Your objective
Rewrite the records starting at the line that contains "of the mammillaria" and continuing through the end of the records, replacing "innermost" with "central" and leaving everything else unchanged.

A block of data:
== == ==

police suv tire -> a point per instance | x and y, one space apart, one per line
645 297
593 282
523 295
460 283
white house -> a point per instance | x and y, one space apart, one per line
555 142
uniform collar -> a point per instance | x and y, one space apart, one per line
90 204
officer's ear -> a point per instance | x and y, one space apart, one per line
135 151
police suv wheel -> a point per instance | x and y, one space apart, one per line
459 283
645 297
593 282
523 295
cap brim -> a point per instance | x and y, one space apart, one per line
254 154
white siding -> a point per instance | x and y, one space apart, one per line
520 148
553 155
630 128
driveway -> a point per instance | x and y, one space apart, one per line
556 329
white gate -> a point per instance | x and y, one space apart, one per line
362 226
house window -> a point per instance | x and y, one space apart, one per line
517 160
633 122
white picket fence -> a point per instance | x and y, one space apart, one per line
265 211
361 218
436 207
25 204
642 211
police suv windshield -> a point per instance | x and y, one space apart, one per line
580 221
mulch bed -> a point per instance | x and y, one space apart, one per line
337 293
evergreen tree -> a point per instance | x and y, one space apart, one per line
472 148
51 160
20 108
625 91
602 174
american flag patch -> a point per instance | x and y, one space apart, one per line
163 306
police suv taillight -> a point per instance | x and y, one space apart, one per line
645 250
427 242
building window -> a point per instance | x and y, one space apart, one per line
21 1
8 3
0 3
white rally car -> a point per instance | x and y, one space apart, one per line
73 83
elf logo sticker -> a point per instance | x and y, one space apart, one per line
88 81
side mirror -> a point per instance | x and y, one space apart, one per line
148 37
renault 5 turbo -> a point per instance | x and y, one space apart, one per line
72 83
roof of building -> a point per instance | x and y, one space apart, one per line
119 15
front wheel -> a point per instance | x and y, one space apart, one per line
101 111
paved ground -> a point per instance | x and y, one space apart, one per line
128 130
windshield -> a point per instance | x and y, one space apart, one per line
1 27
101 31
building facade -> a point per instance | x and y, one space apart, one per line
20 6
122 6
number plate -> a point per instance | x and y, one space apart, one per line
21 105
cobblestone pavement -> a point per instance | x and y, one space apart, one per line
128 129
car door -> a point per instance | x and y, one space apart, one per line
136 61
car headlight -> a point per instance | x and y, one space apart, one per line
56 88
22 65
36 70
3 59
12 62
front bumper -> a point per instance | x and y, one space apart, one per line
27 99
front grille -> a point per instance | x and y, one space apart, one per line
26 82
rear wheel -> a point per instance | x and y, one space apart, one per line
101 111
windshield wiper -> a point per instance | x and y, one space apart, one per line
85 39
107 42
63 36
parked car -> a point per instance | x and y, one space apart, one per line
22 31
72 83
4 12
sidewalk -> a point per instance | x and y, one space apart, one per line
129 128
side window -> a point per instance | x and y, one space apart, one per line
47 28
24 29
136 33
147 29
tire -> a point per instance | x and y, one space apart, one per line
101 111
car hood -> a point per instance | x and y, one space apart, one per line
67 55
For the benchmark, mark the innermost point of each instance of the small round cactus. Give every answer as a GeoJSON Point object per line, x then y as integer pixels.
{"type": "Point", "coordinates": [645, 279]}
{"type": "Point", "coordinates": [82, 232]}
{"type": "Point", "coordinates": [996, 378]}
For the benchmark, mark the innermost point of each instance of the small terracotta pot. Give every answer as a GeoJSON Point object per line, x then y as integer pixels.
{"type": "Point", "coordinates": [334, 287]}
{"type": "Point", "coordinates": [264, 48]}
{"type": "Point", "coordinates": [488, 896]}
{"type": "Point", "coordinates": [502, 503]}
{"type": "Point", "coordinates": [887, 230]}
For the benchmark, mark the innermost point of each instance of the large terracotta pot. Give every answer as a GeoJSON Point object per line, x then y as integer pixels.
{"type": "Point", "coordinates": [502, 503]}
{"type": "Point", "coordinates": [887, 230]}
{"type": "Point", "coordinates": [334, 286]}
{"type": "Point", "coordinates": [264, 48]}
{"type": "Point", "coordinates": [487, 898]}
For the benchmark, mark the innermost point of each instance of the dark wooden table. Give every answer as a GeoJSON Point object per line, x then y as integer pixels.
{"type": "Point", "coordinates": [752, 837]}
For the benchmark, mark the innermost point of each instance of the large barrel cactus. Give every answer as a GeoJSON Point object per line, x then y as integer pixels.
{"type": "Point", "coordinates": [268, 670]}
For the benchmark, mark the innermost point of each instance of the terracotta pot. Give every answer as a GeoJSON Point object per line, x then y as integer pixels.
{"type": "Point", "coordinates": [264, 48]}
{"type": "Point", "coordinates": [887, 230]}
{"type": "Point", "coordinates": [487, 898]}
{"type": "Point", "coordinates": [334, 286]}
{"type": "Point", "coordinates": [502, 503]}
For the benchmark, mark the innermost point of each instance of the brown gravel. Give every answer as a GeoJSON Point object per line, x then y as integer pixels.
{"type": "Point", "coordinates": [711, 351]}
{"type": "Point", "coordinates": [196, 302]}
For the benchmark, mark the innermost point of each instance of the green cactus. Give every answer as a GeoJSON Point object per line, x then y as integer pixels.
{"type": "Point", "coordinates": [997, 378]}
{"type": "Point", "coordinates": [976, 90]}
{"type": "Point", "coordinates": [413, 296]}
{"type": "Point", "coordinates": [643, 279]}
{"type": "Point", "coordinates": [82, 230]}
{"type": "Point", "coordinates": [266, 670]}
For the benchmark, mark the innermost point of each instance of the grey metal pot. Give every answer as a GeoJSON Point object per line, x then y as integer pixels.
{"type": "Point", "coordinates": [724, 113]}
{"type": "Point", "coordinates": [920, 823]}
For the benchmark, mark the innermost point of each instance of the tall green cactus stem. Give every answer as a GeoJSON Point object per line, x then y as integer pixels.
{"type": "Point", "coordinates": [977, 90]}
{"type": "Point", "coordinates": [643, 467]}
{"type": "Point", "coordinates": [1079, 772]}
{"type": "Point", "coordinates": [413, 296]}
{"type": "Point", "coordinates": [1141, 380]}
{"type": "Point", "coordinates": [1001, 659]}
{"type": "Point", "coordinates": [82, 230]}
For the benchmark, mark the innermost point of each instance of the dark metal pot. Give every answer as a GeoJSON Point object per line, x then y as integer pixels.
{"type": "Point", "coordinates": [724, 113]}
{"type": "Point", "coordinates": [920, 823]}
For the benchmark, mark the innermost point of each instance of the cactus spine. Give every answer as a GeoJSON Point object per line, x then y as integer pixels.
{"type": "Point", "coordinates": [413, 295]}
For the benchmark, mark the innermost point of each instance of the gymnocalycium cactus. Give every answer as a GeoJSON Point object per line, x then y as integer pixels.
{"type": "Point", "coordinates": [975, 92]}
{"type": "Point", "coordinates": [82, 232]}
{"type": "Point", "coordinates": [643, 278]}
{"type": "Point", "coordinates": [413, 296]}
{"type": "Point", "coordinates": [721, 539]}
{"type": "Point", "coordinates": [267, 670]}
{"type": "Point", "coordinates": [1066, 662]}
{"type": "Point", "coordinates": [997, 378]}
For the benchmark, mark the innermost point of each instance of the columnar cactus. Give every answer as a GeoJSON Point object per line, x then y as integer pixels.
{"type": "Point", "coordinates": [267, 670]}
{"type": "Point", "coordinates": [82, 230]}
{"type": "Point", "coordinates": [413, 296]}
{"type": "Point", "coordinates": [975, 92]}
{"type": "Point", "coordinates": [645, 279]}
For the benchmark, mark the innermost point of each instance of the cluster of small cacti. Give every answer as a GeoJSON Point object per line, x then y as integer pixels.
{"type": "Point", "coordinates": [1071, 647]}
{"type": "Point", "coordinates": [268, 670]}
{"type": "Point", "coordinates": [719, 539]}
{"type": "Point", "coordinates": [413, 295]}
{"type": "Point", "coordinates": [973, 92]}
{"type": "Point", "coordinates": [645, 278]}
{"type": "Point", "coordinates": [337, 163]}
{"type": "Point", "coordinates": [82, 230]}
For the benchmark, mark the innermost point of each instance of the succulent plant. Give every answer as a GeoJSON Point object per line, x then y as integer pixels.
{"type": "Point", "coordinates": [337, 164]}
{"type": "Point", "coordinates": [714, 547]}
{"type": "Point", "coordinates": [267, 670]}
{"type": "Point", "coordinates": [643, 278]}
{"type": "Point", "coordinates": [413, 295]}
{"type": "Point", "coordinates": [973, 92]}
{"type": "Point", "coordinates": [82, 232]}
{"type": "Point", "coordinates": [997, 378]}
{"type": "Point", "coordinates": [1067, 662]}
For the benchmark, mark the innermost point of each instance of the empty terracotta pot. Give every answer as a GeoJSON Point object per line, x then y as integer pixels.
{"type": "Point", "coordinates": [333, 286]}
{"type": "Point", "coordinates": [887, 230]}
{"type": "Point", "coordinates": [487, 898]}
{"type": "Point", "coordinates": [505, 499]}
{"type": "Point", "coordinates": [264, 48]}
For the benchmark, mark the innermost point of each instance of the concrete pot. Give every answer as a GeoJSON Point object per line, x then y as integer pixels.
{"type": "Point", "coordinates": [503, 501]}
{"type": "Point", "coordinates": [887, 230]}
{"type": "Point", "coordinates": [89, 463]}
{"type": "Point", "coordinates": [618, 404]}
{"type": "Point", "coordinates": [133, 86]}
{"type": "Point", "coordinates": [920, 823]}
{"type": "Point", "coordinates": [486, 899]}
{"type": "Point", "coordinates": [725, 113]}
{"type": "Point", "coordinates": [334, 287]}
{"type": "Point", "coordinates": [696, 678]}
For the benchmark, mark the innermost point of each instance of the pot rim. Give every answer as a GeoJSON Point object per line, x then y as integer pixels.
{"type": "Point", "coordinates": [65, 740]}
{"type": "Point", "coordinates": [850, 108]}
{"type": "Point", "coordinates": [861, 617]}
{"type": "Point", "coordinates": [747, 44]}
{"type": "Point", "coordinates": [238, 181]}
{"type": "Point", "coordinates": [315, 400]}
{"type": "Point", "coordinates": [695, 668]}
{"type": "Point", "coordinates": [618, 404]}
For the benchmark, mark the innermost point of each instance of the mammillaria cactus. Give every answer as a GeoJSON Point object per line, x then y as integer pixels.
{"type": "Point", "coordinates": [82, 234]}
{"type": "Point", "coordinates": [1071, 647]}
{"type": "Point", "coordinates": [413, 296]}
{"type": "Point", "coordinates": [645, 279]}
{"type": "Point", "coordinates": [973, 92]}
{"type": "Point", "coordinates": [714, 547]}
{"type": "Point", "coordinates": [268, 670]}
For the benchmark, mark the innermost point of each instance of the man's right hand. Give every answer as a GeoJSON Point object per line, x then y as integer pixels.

== == ==

Exercise response
For the benchmark, mark the central point of each instance of the mammillaria cactus. Give every answer as a GeoJSON Point object per line, x then y as integer pixels.
{"type": "Point", "coordinates": [82, 234]}
{"type": "Point", "coordinates": [1071, 647]}
{"type": "Point", "coordinates": [413, 296]}
{"type": "Point", "coordinates": [645, 279]}
{"type": "Point", "coordinates": [973, 92]}
{"type": "Point", "coordinates": [714, 547]}
{"type": "Point", "coordinates": [268, 670]}
For the benchmark, mark the central point of each instance of the man's right hand. Give every answer as a GeoJSON Point object per line, x then y as integer pixels.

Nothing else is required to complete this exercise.